# ASSIGNMENT
Exactly the lines from the one containing "Could you please indicate the car in" to the last line of the records, inclusive, are to be transcribed; include no others.

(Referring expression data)
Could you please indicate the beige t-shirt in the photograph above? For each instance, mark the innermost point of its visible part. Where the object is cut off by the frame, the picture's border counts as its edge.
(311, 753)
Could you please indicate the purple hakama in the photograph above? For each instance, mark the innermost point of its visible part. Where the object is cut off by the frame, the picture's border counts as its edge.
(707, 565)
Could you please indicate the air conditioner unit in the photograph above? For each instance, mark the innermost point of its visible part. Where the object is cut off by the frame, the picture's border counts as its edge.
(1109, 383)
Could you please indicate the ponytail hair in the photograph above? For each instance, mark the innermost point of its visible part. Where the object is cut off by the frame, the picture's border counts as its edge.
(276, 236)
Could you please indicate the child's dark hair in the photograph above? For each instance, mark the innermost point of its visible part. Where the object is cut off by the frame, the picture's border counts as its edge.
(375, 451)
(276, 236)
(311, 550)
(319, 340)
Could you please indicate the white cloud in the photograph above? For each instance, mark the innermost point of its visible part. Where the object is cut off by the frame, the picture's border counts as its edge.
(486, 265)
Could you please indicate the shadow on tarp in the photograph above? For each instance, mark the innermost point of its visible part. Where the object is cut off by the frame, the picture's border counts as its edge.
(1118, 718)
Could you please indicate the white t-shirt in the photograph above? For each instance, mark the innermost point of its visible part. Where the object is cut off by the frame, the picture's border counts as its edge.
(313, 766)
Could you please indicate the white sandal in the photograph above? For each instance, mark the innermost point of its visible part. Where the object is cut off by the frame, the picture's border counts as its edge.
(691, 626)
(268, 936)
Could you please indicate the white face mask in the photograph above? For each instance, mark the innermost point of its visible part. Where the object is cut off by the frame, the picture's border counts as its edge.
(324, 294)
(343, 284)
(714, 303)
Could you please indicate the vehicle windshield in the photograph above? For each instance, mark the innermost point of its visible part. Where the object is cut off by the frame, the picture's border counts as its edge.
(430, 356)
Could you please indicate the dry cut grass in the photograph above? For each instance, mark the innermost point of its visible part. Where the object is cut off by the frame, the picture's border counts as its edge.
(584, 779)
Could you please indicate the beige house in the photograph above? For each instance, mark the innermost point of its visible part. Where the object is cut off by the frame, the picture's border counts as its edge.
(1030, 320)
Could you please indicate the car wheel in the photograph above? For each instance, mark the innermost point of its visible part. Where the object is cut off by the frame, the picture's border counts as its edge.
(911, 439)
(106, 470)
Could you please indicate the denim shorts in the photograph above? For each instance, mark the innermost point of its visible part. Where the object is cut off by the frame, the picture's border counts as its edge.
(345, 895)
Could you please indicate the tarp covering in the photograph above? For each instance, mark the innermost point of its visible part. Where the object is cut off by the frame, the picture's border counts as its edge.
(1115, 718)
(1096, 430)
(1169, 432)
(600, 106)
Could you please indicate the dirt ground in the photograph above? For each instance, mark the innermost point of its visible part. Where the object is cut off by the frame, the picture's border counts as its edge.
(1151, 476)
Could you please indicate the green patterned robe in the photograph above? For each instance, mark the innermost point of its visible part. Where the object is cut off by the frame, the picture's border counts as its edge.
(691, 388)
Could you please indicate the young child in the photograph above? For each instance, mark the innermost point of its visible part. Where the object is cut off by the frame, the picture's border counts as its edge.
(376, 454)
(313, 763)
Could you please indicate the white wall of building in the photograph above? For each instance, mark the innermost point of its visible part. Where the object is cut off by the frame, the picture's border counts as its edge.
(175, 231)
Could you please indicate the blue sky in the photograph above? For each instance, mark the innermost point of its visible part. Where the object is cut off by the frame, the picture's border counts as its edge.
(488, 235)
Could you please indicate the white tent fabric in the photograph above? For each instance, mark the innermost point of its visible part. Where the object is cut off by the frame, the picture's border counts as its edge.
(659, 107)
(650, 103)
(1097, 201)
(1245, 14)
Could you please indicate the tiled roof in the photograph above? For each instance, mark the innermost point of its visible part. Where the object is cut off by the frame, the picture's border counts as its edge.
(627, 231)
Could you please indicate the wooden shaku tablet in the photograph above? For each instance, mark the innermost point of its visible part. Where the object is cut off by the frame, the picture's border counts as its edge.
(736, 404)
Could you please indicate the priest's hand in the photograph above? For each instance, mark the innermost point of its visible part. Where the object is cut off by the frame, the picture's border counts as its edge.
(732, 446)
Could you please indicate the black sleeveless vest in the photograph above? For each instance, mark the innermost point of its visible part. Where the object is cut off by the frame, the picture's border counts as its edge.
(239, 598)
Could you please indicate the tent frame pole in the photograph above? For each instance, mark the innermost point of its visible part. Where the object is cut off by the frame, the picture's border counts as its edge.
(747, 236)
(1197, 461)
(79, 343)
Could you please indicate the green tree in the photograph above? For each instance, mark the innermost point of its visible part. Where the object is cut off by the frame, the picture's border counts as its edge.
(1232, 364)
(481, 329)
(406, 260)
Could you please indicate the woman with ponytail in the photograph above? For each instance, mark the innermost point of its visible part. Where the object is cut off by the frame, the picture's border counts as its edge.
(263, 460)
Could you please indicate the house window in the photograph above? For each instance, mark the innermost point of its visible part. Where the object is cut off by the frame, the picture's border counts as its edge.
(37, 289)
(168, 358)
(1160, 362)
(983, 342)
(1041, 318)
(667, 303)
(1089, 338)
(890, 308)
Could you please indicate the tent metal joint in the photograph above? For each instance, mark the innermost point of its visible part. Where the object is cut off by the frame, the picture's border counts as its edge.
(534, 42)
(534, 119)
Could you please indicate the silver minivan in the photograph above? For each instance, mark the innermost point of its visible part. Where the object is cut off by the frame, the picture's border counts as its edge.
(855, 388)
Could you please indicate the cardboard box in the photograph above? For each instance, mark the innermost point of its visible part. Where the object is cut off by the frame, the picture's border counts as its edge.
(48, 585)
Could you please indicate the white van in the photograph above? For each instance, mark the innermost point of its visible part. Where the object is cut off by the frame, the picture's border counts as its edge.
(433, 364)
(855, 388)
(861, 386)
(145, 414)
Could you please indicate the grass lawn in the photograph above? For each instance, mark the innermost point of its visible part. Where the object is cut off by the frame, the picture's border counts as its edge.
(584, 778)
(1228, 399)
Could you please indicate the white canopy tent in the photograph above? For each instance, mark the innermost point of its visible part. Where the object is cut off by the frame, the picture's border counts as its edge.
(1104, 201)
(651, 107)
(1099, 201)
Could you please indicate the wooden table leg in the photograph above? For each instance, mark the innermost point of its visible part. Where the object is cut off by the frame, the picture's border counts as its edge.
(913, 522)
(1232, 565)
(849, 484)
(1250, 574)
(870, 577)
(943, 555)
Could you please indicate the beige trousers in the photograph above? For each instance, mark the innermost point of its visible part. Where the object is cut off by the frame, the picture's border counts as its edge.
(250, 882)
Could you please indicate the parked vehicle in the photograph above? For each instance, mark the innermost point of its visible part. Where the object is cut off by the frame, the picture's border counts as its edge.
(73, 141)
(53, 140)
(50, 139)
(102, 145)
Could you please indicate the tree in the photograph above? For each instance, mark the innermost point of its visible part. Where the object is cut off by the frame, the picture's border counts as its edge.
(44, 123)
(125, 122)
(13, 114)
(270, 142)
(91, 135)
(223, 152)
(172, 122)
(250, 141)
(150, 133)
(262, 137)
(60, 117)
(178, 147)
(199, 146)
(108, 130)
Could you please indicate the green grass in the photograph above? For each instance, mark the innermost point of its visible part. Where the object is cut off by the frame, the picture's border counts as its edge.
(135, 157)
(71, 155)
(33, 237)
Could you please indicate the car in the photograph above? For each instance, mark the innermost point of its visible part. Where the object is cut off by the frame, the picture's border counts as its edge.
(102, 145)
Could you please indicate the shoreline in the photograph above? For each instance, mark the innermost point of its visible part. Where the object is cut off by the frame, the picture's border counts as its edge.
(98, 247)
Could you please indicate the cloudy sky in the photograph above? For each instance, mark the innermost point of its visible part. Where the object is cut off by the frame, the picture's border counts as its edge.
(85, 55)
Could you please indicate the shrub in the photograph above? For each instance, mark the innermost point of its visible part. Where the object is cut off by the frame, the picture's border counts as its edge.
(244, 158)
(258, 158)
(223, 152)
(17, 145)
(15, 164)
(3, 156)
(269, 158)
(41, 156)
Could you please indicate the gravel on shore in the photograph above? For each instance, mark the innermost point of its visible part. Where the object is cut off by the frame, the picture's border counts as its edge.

# OUTPUT OF THE TASK
Could you please indicate the car in the photograph above? For each instance, mark the innermost point of its visible part. Where the object is cut off by the frame, the picture's border counts as its edge.
(102, 145)
Could you please indicate the shoreline in the photograph above? For each instance, mark the innermost point of its visible part. Where the object is cut off by the frame, the picture's border counts as its edge.
(98, 247)
Could you please indicate the cloudy sky in the photograph above? For each instance, mark the innermost point of its visible part. Where the object is cut off by the frame, the picture's border counts as its edge.
(85, 55)
Could you please indicate the shrub in the photograph above? For each instance, mark the innermost point of its visible part. Where the object is cut off by the frame, the picture's border counts as its edge.
(244, 158)
(258, 158)
(223, 152)
(17, 145)
(15, 164)
(3, 156)
(269, 158)
(41, 156)
Could you please indicate the gravel on shore in the photograph above? For each instance, mark the innermost point of its visible part. Where the object is cut off by the frame, the picture's border counts as its edge.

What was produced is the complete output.